_Dataset excerpts on object pointing_.
+ + + + +
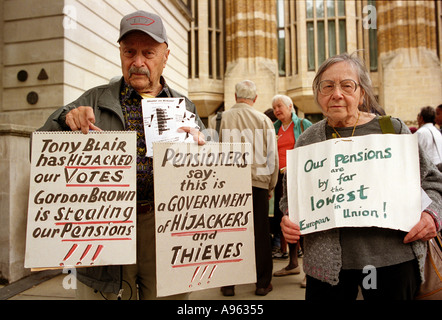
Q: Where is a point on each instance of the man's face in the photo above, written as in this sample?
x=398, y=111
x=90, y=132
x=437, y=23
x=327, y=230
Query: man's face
x=143, y=60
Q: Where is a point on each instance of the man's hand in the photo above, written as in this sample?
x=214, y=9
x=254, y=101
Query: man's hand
x=81, y=118
x=290, y=230
x=424, y=230
x=197, y=135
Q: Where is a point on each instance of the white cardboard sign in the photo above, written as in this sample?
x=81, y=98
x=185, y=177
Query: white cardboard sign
x=203, y=215
x=361, y=181
x=82, y=199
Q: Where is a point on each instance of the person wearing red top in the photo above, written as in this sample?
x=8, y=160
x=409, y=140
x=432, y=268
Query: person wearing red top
x=288, y=128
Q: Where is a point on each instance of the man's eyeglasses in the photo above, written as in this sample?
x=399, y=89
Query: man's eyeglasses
x=327, y=87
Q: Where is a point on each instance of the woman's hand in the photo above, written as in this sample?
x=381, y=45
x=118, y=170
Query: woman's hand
x=424, y=230
x=198, y=136
x=81, y=118
x=290, y=230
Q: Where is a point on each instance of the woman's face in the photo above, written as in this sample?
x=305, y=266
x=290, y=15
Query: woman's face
x=281, y=111
x=340, y=108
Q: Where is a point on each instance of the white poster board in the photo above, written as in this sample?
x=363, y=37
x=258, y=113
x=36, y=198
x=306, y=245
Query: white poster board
x=359, y=182
x=162, y=117
x=82, y=199
x=204, y=216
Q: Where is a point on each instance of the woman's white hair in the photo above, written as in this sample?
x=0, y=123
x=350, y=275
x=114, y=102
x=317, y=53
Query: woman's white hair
x=246, y=90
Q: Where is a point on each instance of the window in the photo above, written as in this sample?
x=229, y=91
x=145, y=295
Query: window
x=193, y=41
x=215, y=20
x=287, y=31
x=326, y=30
x=367, y=38
x=209, y=61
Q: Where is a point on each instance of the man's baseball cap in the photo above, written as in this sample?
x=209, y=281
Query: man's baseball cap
x=146, y=22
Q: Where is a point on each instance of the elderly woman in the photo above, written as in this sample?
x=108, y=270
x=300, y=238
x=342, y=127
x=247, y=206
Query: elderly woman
x=334, y=259
x=288, y=129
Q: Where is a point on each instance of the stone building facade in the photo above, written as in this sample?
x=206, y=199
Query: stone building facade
x=53, y=50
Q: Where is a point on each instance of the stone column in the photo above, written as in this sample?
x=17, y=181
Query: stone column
x=251, y=49
x=409, y=68
x=14, y=176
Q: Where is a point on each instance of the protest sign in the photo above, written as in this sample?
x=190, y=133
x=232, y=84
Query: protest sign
x=162, y=117
x=82, y=199
x=203, y=215
x=362, y=181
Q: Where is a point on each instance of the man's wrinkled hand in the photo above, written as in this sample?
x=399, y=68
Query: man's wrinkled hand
x=81, y=118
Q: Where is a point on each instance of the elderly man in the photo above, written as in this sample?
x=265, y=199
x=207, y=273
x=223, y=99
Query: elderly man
x=258, y=130
x=116, y=106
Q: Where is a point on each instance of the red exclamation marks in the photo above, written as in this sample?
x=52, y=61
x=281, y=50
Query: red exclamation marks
x=194, y=275
x=84, y=253
x=71, y=251
x=211, y=273
x=97, y=252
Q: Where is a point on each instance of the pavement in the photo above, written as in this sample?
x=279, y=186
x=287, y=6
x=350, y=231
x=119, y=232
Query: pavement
x=48, y=285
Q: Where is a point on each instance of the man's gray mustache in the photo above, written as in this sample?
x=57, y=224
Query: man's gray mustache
+ + + + +
_WHAT YOU NEED TO DO_. Your task is to write out the lines from the one with "the man's wrinkled" through the end of the records, exactly and with nothing added.

_FINAL RESULT_.
Q: Where is a point on each instance of the man's wrinkled hand in the photo above, written as in this sample?
x=399, y=68
Query: man's wrinkled hand
x=81, y=118
Q: Where is a point on each instance of the elderly man in the photo above, written as in this sample?
x=265, y=199
x=207, y=273
x=223, y=99
Query: elderly man
x=258, y=130
x=116, y=106
Q: Where is a point on each instance of the red exclamation marks in the photo above, written as in this sample?
x=52, y=61
x=281, y=50
Query: red exclamation marks
x=194, y=275
x=84, y=253
x=71, y=251
x=211, y=273
x=97, y=252
Q: Where is a point on each instance of the pavement in the photo above, written as in this sample?
x=279, y=186
x=287, y=6
x=350, y=231
x=119, y=232
Query: pavement
x=48, y=285
Q: Where is a point on each instance of the man's gray mustache in the photo above, written as in this sample?
x=57, y=224
Query: man's gray mustache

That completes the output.